Image boundary annotation data:
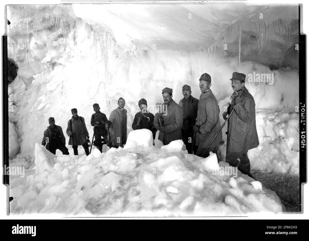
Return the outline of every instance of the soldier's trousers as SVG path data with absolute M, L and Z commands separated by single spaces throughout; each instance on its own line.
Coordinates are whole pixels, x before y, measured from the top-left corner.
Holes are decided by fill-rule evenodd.
M 97 147 L 98 149 L 101 152 L 102 152 L 102 141 L 101 140 L 101 137 L 102 137 L 104 139 L 104 140 L 106 142 L 107 145 L 110 146 L 109 142 L 108 140 L 107 139 L 108 133 L 107 132 L 95 132 L 95 143 L 96 143 Z
M 89 147 L 88 146 L 88 143 L 87 142 L 86 142 L 82 145 L 85 149 L 85 153 L 86 153 L 86 155 L 88 156 L 89 155 Z M 78 151 L 77 151 L 77 147 L 78 147 L 78 146 L 74 146 L 72 147 L 73 150 L 74 151 L 74 155 L 78 155 Z
M 49 147 L 49 151 L 54 155 L 56 155 L 56 150 L 59 149 L 62 152 L 64 155 L 68 155 L 69 150 L 66 146 L 62 144 L 59 143 L 56 146 L 52 146 Z
M 209 156 L 209 153 L 210 151 L 212 151 L 214 153 L 216 154 L 216 155 L 217 155 L 217 158 L 218 159 L 218 161 L 220 161 L 219 160 L 218 160 L 219 159 L 218 157 L 218 147 L 210 147 L 208 149 L 208 150 L 204 153 L 204 155 L 203 155 L 203 152 L 204 152 L 207 149 L 207 147 L 199 147 L 196 146 L 194 147 L 194 153 L 195 153 L 195 155 L 197 156 L 200 156 L 201 157 L 204 157 L 205 158 L 205 157 L 207 157 Z
M 226 151 L 226 156 L 225 160 L 230 166 L 233 167 L 238 166 L 239 165 L 239 159 L 241 162 L 250 172 L 250 160 L 248 158 L 248 150 L 243 150 L 240 152 L 232 152 Z

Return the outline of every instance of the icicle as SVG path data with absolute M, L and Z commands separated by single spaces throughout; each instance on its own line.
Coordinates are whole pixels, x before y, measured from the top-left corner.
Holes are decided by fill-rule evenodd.
M 265 22 L 264 23 L 264 24 L 265 24 Z M 266 33 L 267 33 L 267 26 L 266 26 L 266 25 L 265 24 L 265 39 L 264 40 L 264 42 L 265 43 L 265 44 L 266 44 L 266 36 L 267 35 L 267 34 L 266 34 Z
M 289 46 L 289 38 L 288 37 L 288 23 L 286 23 L 286 45 Z
M 270 25 L 268 25 L 268 45 L 270 46 Z
M 241 38 L 241 26 L 239 25 L 239 37 L 238 39 L 238 67 L 240 65 L 240 40 Z
M 261 48 L 260 50 L 260 52 L 259 52 L 259 55 L 260 55 L 260 54 L 261 53 L 261 52 L 262 52 L 262 49 L 263 47 L 263 43 L 262 42 L 262 40 L 263 38 L 263 33 L 262 33 L 262 37 L 261 37 Z
M 279 33 L 280 33 L 280 35 L 282 36 L 282 33 L 281 33 L 281 31 L 280 29 L 280 24 L 279 23 L 279 20 L 278 20 L 278 28 L 279 29 Z
M 289 23 L 289 43 L 288 46 L 290 46 L 290 36 L 291 35 L 291 23 Z
M 216 62 L 216 55 L 215 55 L 216 53 L 216 46 L 214 47 L 214 61 Z

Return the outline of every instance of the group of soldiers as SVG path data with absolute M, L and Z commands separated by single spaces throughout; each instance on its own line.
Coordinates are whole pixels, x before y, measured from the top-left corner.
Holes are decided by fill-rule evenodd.
M 245 87 L 245 78 L 244 74 L 234 72 L 230 79 L 234 92 L 222 115 L 225 120 L 228 119 L 226 160 L 244 174 L 253 177 L 250 173 L 247 153 L 259 143 L 255 123 L 255 103 Z M 167 87 L 163 89 L 162 105 L 165 108 L 161 109 L 166 110 L 159 111 L 154 116 L 145 111 L 147 108 L 146 100 L 140 100 L 138 104 L 141 111 L 135 115 L 133 129 L 151 130 L 154 140 L 156 132 L 159 131 L 158 138 L 163 145 L 182 139 L 189 153 L 200 156 L 207 157 L 210 151 L 218 155 L 222 138 L 219 106 L 210 89 L 210 76 L 205 73 L 199 81 L 201 92 L 199 99 L 191 95 L 191 87 L 186 85 L 182 87 L 184 98 L 178 104 L 173 99 L 173 90 Z M 126 142 L 127 112 L 124 108 L 124 99 L 119 98 L 118 104 L 118 107 L 112 112 L 108 120 L 100 111 L 99 104 L 93 105 L 95 113 L 91 116 L 91 124 L 94 126 L 96 146 L 101 152 L 102 137 L 110 147 L 123 147 Z M 76 109 L 72 109 L 71 112 L 72 116 L 66 129 L 70 137 L 69 144 L 72 146 L 74 155 L 78 155 L 77 147 L 82 145 L 88 155 L 90 142 L 85 120 L 78 115 Z M 49 120 L 50 125 L 44 132 L 42 144 L 46 144 L 46 148 L 54 154 L 58 149 L 64 155 L 68 155 L 61 127 L 55 125 L 53 117 Z

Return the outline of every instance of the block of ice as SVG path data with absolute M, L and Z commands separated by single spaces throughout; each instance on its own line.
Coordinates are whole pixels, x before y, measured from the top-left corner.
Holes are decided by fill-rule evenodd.
M 160 193 L 156 182 L 155 175 L 152 173 L 141 171 L 138 174 L 138 182 L 141 198 L 143 201 L 150 199 Z
M 92 153 L 91 152 L 91 153 Z M 93 157 L 95 158 L 97 158 L 101 157 L 102 153 L 99 151 L 99 149 L 95 149 L 93 150 Z
M 205 169 L 208 172 L 219 169 L 219 165 L 217 155 L 211 151 L 209 156 L 202 160 L 201 162 Z
M 68 162 L 72 160 L 72 158 L 69 155 L 63 155 L 62 156 L 57 156 L 57 160 L 59 162 L 61 163 L 64 163 L 65 162 Z
M 50 173 L 53 172 L 55 164 L 53 159 L 56 156 L 47 150 L 44 146 L 37 143 L 36 143 L 34 155 L 36 173 L 44 172 L 45 169 Z
M 147 129 L 141 129 L 131 131 L 129 133 L 127 144 L 130 141 L 135 142 L 137 146 L 149 147 L 153 145 L 152 133 Z
M 262 188 L 262 183 L 258 181 L 252 182 L 250 183 L 253 186 L 254 189 L 258 191 L 261 191 Z
M 113 172 L 108 173 L 100 178 L 99 184 L 102 191 L 106 192 L 115 190 L 119 185 L 121 177 Z

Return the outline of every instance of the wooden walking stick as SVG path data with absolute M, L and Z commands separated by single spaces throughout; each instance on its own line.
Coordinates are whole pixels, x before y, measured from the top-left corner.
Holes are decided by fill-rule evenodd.
M 208 150 L 208 149 L 209 149 L 209 147 L 210 147 L 210 146 L 211 145 L 211 144 L 213 143 L 213 142 L 214 142 L 214 139 L 216 139 L 216 138 L 217 137 L 217 136 L 218 135 L 218 134 L 221 131 L 221 130 L 222 129 L 222 128 L 223 128 L 223 127 L 225 125 L 226 123 L 226 122 L 227 122 L 227 121 L 229 120 L 229 119 L 230 117 L 231 117 L 231 116 L 232 115 L 232 114 L 233 114 L 233 112 L 234 112 L 234 110 L 235 110 L 235 109 L 233 109 L 233 110 L 232 110 L 232 111 L 231 112 L 231 113 L 230 113 L 230 114 L 229 115 L 228 117 L 226 118 L 226 119 L 225 120 L 225 121 L 224 121 L 224 123 L 223 123 L 223 125 L 222 125 L 222 126 L 220 128 L 219 130 L 218 131 L 218 132 L 217 132 L 217 134 L 216 134 L 216 135 L 214 136 L 214 137 L 213 139 L 212 140 L 210 143 L 210 144 L 208 145 L 208 146 L 207 147 L 207 149 L 206 149 L 206 150 L 205 150 L 205 151 L 204 151 L 204 152 L 202 154 L 201 156 L 203 156 L 204 154 L 207 152 L 207 151 Z

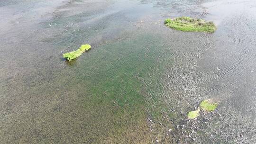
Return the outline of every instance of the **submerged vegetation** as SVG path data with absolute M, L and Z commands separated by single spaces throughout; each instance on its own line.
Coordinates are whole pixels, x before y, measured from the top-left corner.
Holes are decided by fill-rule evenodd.
M 198 107 L 198 109 L 197 109 L 197 110 L 190 111 L 188 114 L 188 117 L 189 119 L 193 119 L 197 117 L 200 116 L 199 111 L 200 111 L 200 108 L 199 107 Z
M 202 110 L 206 111 L 214 111 L 218 105 L 218 103 L 212 101 L 211 99 L 204 100 L 200 103 L 200 107 Z
M 91 49 L 90 45 L 86 44 L 82 45 L 79 49 L 71 52 L 66 53 L 63 54 L 63 57 L 68 61 L 71 61 L 81 55 L 82 53 L 85 52 Z
M 214 102 L 211 99 L 206 99 L 202 101 L 200 103 L 200 107 L 195 111 L 190 111 L 188 114 L 188 117 L 190 119 L 193 119 L 200 116 L 199 112 L 200 108 L 204 111 L 210 112 L 213 111 L 216 109 L 218 105 L 218 103 Z
M 213 33 L 217 29 L 212 21 L 206 22 L 203 19 L 188 17 L 178 17 L 174 19 L 167 18 L 165 21 L 165 24 L 173 29 L 183 31 Z

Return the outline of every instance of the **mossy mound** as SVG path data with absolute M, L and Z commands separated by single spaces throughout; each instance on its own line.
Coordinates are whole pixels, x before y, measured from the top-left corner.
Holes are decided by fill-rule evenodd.
M 90 45 L 86 44 L 81 45 L 79 49 L 76 51 L 73 51 L 69 53 L 63 54 L 63 57 L 68 61 L 71 61 L 81 55 L 83 52 L 85 52 L 91 49 Z
M 199 114 L 199 111 L 200 111 L 200 108 L 198 108 L 198 109 L 195 111 L 190 111 L 188 114 L 188 117 L 189 119 L 193 119 L 197 117 L 200 116 Z
M 202 101 L 200 103 L 201 108 L 206 111 L 213 111 L 217 108 L 218 103 L 213 102 L 211 99 L 206 99 Z
M 203 19 L 188 17 L 178 17 L 174 19 L 167 18 L 165 21 L 165 24 L 173 29 L 183 31 L 213 33 L 217 29 L 212 21 L 207 22 Z

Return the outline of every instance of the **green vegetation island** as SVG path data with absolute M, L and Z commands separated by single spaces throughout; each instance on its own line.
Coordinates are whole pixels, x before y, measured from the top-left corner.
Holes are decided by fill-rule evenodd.
M 187 32 L 200 32 L 212 33 L 217 27 L 212 21 L 207 22 L 199 18 L 188 17 L 177 17 L 173 19 L 167 18 L 165 24 L 174 29 Z
M 78 56 L 81 55 L 83 53 L 88 51 L 91 49 L 91 46 L 88 44 L 82 45 L 79 49 L 71 52 L 66 53 L 63 54 L 63 57 L 69 61 L 72 61 Z
M 188 113 L 188 117 L 189 119 L 193 119 L 200 116 L 199 114 L 200 108 L 203 111 L 211 112 L 214 111 L 217 108 L 218 105 L 218 102 L 214 102 L 212 99 L 203 100 L 200 103 L 200 107 L 198 107 L 197 110 L 190 111 Z

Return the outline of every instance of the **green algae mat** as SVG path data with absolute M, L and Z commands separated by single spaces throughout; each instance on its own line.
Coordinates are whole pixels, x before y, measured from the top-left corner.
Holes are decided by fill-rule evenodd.
M 213 33 L 217 27 L 212 21 L 207 22 L 199 18 L 192 18 L 188 17 L 176 18 L 173 19 L 167 18 L 165 24 L 174 29 L 187 32 L 201 32 Z
M 88 44 L 82 45 L 80 47 L 75 51 L 73 51 L 69 53 L 63 54 L 63 57 L 69 61 L 72 61 L 78 56 L 81 55 L 83 53 L 88 51 L 91 49 L 91 45 Z

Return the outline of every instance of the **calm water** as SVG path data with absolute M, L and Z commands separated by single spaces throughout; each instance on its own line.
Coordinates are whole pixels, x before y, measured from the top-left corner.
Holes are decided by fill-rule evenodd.
M 163 24 L 182 16 L 218 29 Z M 252 0 L 0 1 L 0 141 L 254 144 L 256 17 Z

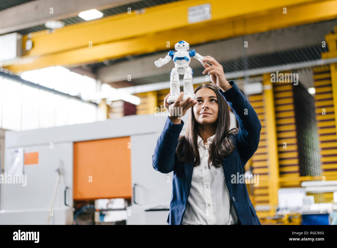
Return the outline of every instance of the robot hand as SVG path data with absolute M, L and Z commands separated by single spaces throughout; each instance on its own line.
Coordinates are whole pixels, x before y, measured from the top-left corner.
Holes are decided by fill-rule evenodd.
M 157 67 L 161 67 L 164 65 L 164 63 L 162 62 L 162 58 L 160 58 L 158 60 L 156 60 L 154 62 L 154 64 Z

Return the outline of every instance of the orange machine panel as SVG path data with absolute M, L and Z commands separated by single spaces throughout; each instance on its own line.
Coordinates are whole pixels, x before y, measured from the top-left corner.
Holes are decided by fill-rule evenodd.
M 24 164 L 37 164 L 39 163 L 38 152 L 25 152 L 24 155 Z
M 74 143 L 75 200 L 131 198 L 130 137 Z

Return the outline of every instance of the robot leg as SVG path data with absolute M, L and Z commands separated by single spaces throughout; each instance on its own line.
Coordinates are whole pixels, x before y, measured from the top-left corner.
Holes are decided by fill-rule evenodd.
M 192 68 L 189 66 L 186 68 L 185 73 L 184 74 L 184 97 L 183 100 L 190 97 L 194 99 L 195 95 L 193 93 L 193 84 L 192 83 L 193 76 L 193 71 Z
M 167 102 L 170 104 L 174 102 L 180 93 L 180 82 L 179 80 L 179 74 L 175 67 L 171 71 L 170 93 L 171 94 L 167 98 Z

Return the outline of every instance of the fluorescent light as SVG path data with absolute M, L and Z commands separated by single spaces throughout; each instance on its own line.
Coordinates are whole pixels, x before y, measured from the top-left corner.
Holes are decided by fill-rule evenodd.
M 316 93 L 316 89 L 313 87 L 311 87 L 308 88 L 308 92 L 309 92 L 311 95 L 313 95 Z
M 79 16 L 86 21 L 100 18 L 103 16 L 103 13 L 95 9 L 82 11 L 79 13 Z
M 64 26 L 64 23 L 60 21 L 49 21 L 44 23 L 44 26 L 48 28 L 55 29 Z

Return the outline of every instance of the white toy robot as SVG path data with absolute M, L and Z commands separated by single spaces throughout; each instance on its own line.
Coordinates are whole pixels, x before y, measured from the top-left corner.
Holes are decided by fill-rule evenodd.
M 168 63 L 171 59 L 173 59 L 176 65 L 170 74 L 171 78 L 171 95 L 167 98 L 167 102 L 170 104 L 177 100 L 180 93 L 179 74 L 184 75 L 184 96 L 183 100 L 189 97 L 190 97 L 191 99 L 194 99 L 195 94 L 193 93 L 193 84 L 192 83 L 193 70 L 189 66 L 191 62 L 191 58 L 194 57 L 200 61 L 202 65 L 206 63 L 206 62 L 202 61 L 204 56 L 197 53 L 196 53 L 194 49 L 187 51 L 189 49 L 189 44 L 186 41 L 181 40 L 175 45 L 174 48 L 178 52 L 170 51 L 164 59 L 161 58 L 154 62 L 156 66 L 161 67 Z

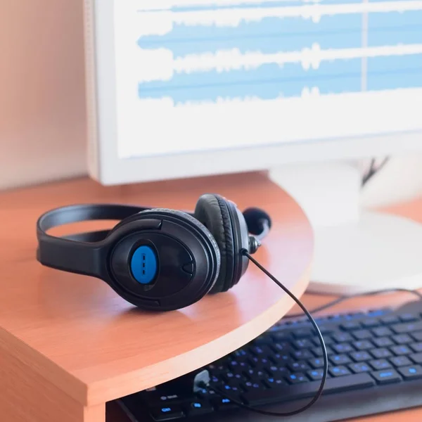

### WHAT IS NEEDED
Pull out every line of the items above that contains the string "robot", treating uppercase and lowercase letters as different.

### CORRECT OUTPUT
Return the outline of every instance of the robot hand as SVG path data with absolute M, L and Z commands separated by single spaces throughout; each instance on its own line.
Return the outline of every instance of the robot leg as SVG path data with absolute M, L and Z commands separated by single spaces throughout; each instance on its own line.
Return the outline of every instance of the white toy robot as SVG path data with absolute M, L and Z commands separated by single spaces throughout; each instance on its own line.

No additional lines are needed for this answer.